> **Task prompt**:
Identify the line that contains "Target: bridge abutment" in the material. Output it and every line after it, unchanged, through the end.

[Excerpts of pointing data]

— start —

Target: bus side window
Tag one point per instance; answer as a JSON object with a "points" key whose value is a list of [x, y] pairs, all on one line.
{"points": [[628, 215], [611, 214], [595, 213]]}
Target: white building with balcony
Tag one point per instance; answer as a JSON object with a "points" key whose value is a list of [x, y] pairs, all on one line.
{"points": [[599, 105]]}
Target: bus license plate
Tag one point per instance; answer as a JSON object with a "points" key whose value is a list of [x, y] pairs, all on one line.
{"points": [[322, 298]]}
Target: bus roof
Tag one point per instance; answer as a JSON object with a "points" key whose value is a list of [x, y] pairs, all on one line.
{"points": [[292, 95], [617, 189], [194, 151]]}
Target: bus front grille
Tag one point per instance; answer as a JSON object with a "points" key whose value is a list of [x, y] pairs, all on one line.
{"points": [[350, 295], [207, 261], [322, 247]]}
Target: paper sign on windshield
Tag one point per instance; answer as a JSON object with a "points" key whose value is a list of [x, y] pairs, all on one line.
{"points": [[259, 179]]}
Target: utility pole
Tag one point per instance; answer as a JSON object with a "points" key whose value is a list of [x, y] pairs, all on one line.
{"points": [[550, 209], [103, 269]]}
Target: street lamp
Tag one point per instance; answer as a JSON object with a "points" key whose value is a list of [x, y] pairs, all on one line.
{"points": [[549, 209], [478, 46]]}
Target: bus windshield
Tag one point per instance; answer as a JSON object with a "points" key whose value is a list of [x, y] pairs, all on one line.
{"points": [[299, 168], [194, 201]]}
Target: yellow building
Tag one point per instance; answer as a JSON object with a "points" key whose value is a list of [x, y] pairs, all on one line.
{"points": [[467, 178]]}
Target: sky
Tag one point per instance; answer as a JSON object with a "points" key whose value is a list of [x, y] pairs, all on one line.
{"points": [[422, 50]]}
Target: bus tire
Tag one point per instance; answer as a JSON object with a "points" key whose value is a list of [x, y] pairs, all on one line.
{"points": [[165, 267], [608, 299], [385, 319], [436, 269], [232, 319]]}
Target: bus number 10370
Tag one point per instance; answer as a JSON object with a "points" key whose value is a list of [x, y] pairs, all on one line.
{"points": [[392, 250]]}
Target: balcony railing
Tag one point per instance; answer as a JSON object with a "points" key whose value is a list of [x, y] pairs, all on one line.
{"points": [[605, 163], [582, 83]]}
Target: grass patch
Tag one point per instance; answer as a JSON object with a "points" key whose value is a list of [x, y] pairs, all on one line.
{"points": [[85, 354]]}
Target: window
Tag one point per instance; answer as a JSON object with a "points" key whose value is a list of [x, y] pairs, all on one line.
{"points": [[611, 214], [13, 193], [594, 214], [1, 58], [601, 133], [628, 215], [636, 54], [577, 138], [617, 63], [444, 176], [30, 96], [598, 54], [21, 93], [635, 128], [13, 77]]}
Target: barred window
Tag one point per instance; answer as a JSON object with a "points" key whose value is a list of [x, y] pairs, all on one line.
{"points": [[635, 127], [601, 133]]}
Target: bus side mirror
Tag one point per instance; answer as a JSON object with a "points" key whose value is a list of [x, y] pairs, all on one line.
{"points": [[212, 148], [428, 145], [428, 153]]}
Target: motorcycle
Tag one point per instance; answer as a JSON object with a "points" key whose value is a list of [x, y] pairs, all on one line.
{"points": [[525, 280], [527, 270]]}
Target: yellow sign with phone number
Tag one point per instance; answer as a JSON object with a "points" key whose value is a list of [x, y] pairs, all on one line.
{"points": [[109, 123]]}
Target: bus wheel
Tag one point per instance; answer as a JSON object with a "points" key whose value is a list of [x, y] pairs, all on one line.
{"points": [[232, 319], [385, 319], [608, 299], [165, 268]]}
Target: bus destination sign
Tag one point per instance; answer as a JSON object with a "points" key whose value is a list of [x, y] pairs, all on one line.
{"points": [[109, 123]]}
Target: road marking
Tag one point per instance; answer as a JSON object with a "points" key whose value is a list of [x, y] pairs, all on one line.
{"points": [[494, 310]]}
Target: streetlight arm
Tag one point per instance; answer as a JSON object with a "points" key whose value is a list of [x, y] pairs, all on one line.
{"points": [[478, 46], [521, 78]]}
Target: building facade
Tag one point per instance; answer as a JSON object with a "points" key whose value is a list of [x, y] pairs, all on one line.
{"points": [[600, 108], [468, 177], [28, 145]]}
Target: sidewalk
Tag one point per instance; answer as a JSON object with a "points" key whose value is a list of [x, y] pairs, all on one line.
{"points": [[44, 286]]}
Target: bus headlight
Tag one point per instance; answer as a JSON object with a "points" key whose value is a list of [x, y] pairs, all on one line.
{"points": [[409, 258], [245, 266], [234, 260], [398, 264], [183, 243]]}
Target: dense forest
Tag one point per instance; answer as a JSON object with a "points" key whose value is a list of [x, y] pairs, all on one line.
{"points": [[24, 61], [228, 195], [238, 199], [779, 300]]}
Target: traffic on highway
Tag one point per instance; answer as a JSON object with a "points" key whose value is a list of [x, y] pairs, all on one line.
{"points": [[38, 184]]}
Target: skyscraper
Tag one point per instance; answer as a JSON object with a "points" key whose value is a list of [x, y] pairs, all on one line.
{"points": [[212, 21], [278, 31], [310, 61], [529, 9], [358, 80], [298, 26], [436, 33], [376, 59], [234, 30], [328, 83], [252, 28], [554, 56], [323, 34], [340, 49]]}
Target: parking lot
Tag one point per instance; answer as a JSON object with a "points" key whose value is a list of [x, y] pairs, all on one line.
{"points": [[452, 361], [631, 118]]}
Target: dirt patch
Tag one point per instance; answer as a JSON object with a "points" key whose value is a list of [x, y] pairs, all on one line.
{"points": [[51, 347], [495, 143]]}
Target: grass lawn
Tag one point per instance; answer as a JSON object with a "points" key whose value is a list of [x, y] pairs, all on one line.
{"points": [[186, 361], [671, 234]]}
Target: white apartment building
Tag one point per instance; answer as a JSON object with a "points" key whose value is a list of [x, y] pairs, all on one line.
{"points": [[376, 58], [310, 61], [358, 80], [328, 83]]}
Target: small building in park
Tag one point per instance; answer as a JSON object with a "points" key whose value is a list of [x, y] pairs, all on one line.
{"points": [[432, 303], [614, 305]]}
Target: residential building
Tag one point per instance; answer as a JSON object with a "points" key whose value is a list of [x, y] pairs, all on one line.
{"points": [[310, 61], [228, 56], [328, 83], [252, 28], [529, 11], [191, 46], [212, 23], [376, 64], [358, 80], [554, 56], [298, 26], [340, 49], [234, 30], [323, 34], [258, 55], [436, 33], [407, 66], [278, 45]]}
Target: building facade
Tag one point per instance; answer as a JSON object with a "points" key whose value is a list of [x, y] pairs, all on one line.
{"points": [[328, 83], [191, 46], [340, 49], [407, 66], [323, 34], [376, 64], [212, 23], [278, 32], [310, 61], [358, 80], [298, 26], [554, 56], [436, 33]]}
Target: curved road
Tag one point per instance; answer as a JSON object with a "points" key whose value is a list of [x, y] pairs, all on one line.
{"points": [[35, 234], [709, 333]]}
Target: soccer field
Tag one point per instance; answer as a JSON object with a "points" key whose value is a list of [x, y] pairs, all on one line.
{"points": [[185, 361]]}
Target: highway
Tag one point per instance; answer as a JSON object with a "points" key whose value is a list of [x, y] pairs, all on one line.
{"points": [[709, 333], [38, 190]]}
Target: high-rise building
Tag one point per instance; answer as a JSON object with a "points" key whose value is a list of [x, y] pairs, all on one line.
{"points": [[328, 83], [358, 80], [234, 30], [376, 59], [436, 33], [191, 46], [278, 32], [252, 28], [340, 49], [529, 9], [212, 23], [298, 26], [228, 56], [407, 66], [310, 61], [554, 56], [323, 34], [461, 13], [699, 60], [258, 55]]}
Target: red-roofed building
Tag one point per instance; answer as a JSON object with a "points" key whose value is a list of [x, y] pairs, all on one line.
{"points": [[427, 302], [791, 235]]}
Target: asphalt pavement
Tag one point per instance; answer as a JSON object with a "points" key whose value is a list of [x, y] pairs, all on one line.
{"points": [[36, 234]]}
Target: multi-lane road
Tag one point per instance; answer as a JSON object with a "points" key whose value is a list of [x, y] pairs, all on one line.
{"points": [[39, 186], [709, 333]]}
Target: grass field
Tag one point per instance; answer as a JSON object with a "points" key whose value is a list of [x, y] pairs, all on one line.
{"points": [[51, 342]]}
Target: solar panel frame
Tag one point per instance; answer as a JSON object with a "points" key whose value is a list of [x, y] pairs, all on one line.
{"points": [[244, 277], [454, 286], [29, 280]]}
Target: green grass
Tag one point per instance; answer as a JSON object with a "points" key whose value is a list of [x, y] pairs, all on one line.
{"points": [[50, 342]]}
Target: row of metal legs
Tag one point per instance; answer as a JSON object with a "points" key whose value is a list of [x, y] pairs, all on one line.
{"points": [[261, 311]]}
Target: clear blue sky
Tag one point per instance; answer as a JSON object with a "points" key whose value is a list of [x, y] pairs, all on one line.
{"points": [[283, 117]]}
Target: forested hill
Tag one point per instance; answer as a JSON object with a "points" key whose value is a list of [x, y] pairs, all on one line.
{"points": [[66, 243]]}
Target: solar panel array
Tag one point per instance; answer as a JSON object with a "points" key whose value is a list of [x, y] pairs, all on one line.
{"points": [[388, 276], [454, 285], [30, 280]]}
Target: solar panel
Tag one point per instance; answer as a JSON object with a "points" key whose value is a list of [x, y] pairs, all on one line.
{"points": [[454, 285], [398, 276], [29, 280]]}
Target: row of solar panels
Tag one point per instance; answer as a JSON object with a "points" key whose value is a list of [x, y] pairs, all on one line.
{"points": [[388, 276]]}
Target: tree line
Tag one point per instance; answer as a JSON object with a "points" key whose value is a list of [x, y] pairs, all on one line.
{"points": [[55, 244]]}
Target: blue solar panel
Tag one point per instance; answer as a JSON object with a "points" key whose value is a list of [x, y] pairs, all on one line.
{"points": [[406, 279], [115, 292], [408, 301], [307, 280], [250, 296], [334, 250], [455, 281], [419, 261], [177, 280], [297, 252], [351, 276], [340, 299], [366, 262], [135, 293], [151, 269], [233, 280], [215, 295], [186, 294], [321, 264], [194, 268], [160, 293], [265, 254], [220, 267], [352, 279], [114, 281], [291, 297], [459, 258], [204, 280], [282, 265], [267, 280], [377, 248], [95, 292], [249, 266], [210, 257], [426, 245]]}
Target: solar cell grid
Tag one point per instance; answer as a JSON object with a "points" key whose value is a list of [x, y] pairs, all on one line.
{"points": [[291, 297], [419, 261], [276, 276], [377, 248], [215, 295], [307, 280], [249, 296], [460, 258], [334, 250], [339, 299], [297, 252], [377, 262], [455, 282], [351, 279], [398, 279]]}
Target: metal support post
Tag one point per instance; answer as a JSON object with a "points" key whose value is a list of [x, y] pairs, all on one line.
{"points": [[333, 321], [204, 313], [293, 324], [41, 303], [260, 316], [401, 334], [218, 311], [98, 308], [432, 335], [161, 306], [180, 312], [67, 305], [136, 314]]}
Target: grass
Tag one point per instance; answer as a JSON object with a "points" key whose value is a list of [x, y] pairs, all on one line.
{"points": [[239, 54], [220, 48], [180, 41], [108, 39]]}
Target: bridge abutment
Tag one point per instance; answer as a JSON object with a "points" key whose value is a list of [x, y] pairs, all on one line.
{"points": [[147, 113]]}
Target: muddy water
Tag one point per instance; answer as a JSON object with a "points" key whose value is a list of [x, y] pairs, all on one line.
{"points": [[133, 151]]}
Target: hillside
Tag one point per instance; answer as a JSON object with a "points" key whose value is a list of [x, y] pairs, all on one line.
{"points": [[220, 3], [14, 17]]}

— end —

> **Task solution**:
Target: bridge abutment
Tag one point per instance; answer as a JSON object with a "points" key whose value is a list of [x, y] pairs, all on one line.
{"points": [[147, 113]]}
Target: muddy water
Tag one point per instance; answer as a JSON object with a "points" key whose value is a list of [x, y] pairs, all on one line.
{"points": [[133, 151]]}
Target: hillside
Tag one point per instance; answer as a JSON object with a "points" key whose value is a list of [x, y] pairs, all on one line.
{"points": [[220, 3], [14, 17]]}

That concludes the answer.